■ EXERCISE DESCRIPTION
Retype all of the entries exactly as they appear.

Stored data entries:
□ □ □ □ □ □ □

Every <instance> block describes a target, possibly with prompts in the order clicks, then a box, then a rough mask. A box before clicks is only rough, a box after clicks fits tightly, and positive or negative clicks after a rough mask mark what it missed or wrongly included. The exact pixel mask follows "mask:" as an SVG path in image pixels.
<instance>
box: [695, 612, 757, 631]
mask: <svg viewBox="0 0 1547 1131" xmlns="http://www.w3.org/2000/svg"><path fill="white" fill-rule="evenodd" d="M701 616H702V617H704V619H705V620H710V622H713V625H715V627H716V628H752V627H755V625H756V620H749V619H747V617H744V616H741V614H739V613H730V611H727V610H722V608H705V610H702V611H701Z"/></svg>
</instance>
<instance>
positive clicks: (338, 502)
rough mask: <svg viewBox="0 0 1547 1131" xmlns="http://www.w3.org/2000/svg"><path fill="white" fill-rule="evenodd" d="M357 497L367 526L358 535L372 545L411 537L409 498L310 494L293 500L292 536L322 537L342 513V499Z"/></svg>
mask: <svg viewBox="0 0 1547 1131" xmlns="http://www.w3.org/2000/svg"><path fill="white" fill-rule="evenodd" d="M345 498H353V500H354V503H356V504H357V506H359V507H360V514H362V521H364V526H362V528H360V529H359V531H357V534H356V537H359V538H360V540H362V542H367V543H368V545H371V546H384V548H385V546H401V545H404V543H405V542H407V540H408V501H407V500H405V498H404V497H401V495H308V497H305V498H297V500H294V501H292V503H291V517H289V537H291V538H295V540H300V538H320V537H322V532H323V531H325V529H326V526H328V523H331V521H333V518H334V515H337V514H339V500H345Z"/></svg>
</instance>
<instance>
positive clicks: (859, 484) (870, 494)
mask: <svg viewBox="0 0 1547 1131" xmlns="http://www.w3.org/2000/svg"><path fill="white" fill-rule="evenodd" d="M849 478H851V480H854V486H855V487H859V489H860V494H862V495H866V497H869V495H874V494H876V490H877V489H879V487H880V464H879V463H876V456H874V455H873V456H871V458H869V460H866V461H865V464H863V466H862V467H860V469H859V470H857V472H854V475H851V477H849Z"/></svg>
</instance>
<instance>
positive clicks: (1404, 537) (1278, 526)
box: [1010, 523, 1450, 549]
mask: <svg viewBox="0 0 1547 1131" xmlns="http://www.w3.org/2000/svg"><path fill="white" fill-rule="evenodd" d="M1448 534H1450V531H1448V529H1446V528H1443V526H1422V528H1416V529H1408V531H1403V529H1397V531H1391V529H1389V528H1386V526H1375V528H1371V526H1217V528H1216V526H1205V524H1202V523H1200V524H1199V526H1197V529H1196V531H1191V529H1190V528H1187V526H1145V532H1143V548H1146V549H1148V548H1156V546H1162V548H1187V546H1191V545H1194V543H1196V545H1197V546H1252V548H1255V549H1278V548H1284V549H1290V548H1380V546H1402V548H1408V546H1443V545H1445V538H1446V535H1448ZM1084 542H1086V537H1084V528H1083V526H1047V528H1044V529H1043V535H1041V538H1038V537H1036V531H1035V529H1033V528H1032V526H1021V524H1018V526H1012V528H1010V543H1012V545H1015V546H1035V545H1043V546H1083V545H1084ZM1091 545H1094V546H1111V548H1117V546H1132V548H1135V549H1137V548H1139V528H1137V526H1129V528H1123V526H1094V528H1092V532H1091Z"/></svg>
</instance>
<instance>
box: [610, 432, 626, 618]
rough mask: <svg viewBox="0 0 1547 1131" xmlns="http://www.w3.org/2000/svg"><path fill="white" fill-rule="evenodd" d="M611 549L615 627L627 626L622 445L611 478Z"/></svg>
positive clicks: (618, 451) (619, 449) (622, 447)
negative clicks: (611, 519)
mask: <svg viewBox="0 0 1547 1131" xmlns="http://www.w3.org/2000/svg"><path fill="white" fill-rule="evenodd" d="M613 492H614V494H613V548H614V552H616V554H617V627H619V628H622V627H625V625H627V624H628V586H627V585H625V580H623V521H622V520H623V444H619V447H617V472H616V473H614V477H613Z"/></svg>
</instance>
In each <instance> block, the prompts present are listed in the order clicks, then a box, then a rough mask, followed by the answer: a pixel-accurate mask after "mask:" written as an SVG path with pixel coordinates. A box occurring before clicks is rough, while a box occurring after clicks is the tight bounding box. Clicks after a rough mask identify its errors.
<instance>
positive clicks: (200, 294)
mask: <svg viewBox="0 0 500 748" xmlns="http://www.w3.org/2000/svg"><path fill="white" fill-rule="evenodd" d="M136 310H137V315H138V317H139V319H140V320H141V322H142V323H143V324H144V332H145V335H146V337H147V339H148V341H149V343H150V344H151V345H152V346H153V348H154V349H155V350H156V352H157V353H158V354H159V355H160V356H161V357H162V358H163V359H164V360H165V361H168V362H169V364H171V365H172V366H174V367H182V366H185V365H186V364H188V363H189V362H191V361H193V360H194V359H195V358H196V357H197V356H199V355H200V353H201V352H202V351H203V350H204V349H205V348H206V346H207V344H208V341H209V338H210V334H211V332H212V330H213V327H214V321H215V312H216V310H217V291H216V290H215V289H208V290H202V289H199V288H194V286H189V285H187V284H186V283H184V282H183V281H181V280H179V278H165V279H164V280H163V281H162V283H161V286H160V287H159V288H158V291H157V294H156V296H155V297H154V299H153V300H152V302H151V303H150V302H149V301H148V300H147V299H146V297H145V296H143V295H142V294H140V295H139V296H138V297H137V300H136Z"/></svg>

□ □ □ □ □ □ □

■ RESPONSE
Every <instance> block describes a target, possibly with prompts in the order clicks, then a box, then a rough mask. A box before clicks is only rough, a box after clicks fits tightly, and positive or negative clicks after a rough mask mark what it missed or wrongly included. The exact pixel mask follows "mask:" as an SVG path in image pixels.
<instance>
box: [695, 612, 757, 631]
mask: <svg viewBox="0 0 1547 1131" xmlns="http://www.w3.org/2000/svg"><path fill="white" fill-rule="evenodd" d="M701 616H702V617H704V619H705V620H710V622H713V625H715V627H716V628H752V627H755V625H756V620H749V619H747V617H744V616H741V614H739V613H730V611H727V610H722V608H705V610H702V611H701Z"/></svg>
</instance>
<instance>
positive clicks: (338, 502)
rough mask: <svg viewBox="0 0 1547 1131" xmlns="http://www.w3.org/2000/svg"><path fill="white" fill-rule="evenodd" d="M357 497L367 526L358 535L372 545L411 537L409 498L310 494L293 500L292 536L322 537L342 513V499Z"/></svg>
mask: <svg viewBox="0 0 1547 1131" xmlns="http://www.w3.org/2000/svg"><path fill="white" fill-rule="evenodd" d="M345 498H353V500H354V503H356V504H357V506H359V507H360V514H362V521H364V526H362V528H360V529H359V531H357V534H356V537H359V538H360V540H362V542H367V543H368V545H371V546H384V548H385V546H401V545H404V543H405V542H407V540H408V501H407V500H405V498H404V497H401V495H308V497H305V498H297V500H294V501H292V503H291V517H289V537H291V538H295V540H300V538H320V537H322V532H323V531H325V529H326V526H328V523H331V521H333V518H334V515H337V514H339V500H345Z"/></svg>
</instance>
<instance>
positive clicks: (859, 484) (870, 494)
mask: <svg viewBox="0 0 1547 1131" xmlns="http://www.w3.org/2000/svg"><path fill="white" fill-rule="evenodd" d="M849 478H851V480H854V486H855V487H859V489H860V494H862V495H866V497H869V495H874V494H876V490H877V489H879V487H880V464H879V463H876V456H874V455H873V456H871V458H869V460H866V461H865V464H863V466H862V467H860V469H859V470H857V472H854V475H851V477H849Z"/></svg>
</instance>
<instance>
positive clicks: (1404, 537) (1278, 526)
box: [1010, 523, 1450, 549]
mask: <svg viewBox="0 0 1547 1131" xmlns="http://www.w3.org/2000/svg"><path fill="white" fill-rule="evenodd" d="M1448 534H1450V531H1448V529H1446V528H1443V526H1422V528H1416V529H1408V531H1403V529H1397V531H1391V529H1389V528H1386V526H1375V528H1371V526H1217V528H1216V526H1205V524H1202V523H1200V524H1199V526H1197V529H1196V531H1191V529H1190V528H1187V526H1145V532H1143V548H1146V549H1148V548H1156V546H1162V548H1187V546H1191V545H1194V543H1196V545H1197V546H1252V548H1255V549H1278V548H1284V549H1290V548H1380V546H1402V548H1408V546H1443V545H1445V538H1446V535H1448ZM1084 542H1086V537H1084V528H1083V526H1047V528H1044V529H1043V535H1041V538H1038V537H1036V531H1035V529H1033V528H1032V526H1021V524H1018V526H1012V528H1010V543H1012V545H1015V546H1035V545H1043V546H1083V545H1084ZM1091 545H1094V546H1111V548H1117V546H1132V548H1135V549H1137V548H1139V528H1137V526H1129V528H1123V526H1094V528H1092V532H1091Z"/></svg>
</instance>
<instance>
box: [610, 432, 626, 618]
rough mask: <svg viewBox="0 0 1547 1131" xmlns="http://www.w3.org/2000/svg"><path fill="white" fill-rule="evenodd" d="M611 549L615 627L627 626L622 445L611 478Z"/></svg>
positive clicks: (618, 451) (619, 449) (622, 447)
negative clicks: (611, 519)
mask: <svg viewBox="0 0 1547 1131" xmlns="http://www.w3.org/2000/svg"><path fill="white" fill-rule="evenodd" d="M613 492H614V494H613V548H614V552H616V554H617V627H619V628H622V627H625V625H627V624H628V586H627V585H625V580H623V521H622V520H623V444H619V447H617V472H616V473H614V477H613Z"/></svg>
</instance>
In each <instance> block, the prompts present are listed in the order clicks, then a box, then a rough mask, followed by the answer: a pixel-accurate mask after "mask:" written as an SVG path with pixel coordinates. A box occurring before clicks is rough, while a box occurring after clicks is the tight bounding box. Clicks after a rough mask identify its errors.
<instance>
positive clicks: (200, 294)
mask: <svg viewBox="0 0 500 748" xmlns="http://www.w3.org/2000/svg"><path fill="white" fill-rule="evenodd" d="M136 310H137V315H138V317H139V319H140V320H141V322H142V323H143V324H144V332H145V335H146V337H147V339H148V341H149V343H150V344H151V345H152V346H153V348H154V349H155V350H156V352H157V353H158V354H159V355H160V356H161V357H162V358H163V359H164V360H165V361H168V362H169V364H171V365H172V366H174V367H182V366H185V365H186V364H188V363H189V362H191V361H193V360H194V359H195V358H196V357H197V356H199V355H200V353H201V352H202V351H203V350H204V349H205V348H206V346H207V344H208V341H209V338H210V334H211V332H212V330H213V327H214V321H215V312H216V310H217V291H216V290H215V289H208V290H202V289H199V288H194V286H189V285H187V284H186V283H184V282H183V281H181V280H179V278H165V279H164V280H163V281H162V283H161V286H160V287H159V288H158V291H157V294H156V296H155V297H154V299H153V300H152V302H151V303H150V302H149V301H148V300H147V299H146V297H145V296H143V295H142V294H140V295H139V296H138V297H137V300H136Z"/></svg>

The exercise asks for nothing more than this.